START MATERIAL PROVIDED

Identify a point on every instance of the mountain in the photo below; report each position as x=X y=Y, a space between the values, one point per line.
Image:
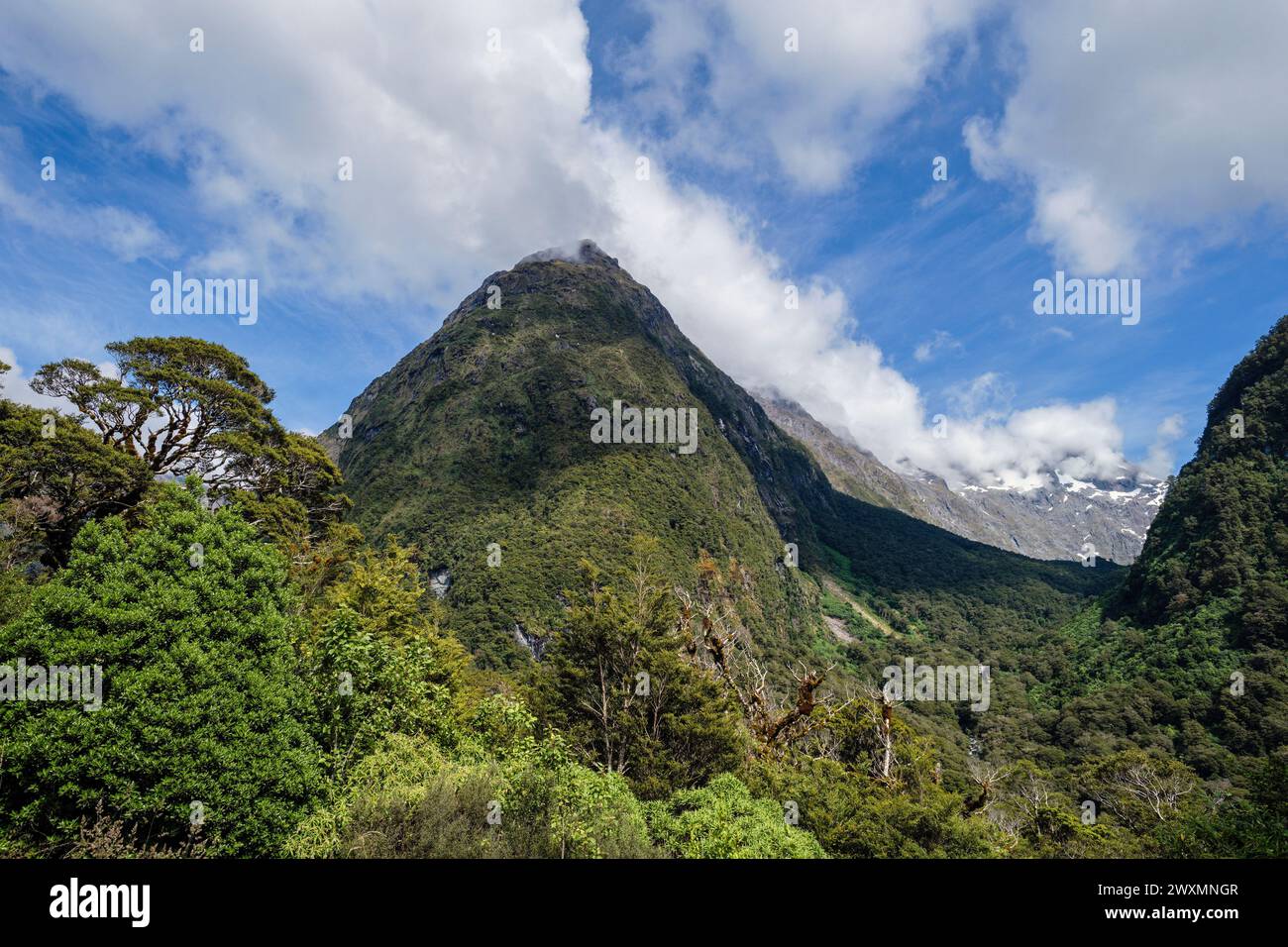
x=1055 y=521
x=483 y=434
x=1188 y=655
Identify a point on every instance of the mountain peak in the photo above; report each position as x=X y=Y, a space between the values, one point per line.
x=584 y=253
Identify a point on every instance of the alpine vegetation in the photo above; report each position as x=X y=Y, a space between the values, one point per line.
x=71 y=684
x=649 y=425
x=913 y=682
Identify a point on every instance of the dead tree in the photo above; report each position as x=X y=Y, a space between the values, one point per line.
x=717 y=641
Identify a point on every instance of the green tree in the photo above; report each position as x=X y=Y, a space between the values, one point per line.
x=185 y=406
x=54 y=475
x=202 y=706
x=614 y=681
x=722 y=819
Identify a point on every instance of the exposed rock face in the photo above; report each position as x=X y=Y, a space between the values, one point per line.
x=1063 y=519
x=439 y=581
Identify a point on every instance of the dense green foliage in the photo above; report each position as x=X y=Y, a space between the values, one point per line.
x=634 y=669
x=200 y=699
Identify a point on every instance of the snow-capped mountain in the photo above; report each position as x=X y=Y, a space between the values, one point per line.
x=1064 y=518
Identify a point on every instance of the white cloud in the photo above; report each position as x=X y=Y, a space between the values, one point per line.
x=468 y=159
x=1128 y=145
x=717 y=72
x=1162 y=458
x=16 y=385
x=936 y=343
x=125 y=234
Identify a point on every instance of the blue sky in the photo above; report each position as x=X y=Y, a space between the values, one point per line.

END MATERIAL PROVIDED

Output all the items above as a JSON list of strings, one string per line, with blank lines skipped and the pictures left out.

## REPLY TO THE EXERCISE:
[
  "Identify a point on every instance of the mountain in the photo below; report each position as x=X y=Y, a space between the values, one point per line.",
  "Image:",
  "x=1055 y=521",
  "x=483 y=434",
  "x=1188 y=655",
  "Identify a point on every instance of the mountain peak in the photo above; report each position as x=X y=Y, a space between the values, one point per line.",
  "x=584 y=253",
  "Identify a point on every instance of the alpine vegetation in the photo above; report each position as x=X y=Y, a space between the values, one point per line.",
  "x=71 y=684",
  "x=649 y=425",
  "x=913 y=682",
  "Identify a point on every instance of the dead tree in the photo above; report each position as x=X y=Y, a space between the values, one point per line.",
  "x=717 y=641",
  "Identify a point on every instance of the green tree in the photo above; report each position as x=X y=Y, a space between the values, one point per line.",
  "x=185 y=406",
  "x=54 y=475",
  "x=202 y=706",
  "x=614 y=681",
  "x=722 y=819",
  "Identify a point on every instance of the exposed rock face in the photo above; report each position as x=X y=Y, a space between the values, one point per line.",
  "x=1063 y=519",
  "x=439 y=581",
  "Identify a point on every instance of the dense green foliage in the photo above; report each position as x=X y=Y, a space between the values, one point per line.",
  "x=634 y=669",
  "x=200 y=699",
  "Identify a point on every instance of the snow-capped mountain in the photo above; report each position as x=X y=Y, a space between the values, one point per line.",
  "x=1064 y=518",
  "Identify a point on every instance of the white cloud in the photo above; report each position as x=X y=Y, a space between the values, one point per line.",
  "x=468 y=159",
  "x=1128 y=145",
  "x=717 y=72",
  "x=1162 y=458",
  "x=16 y=385",
  "x=936 y=343",
  "x=125 y=234",
  "Identify a point on every instance of the blue sky in the photo above; report each position as x=X y=Y, a space between the values, one point per line."
]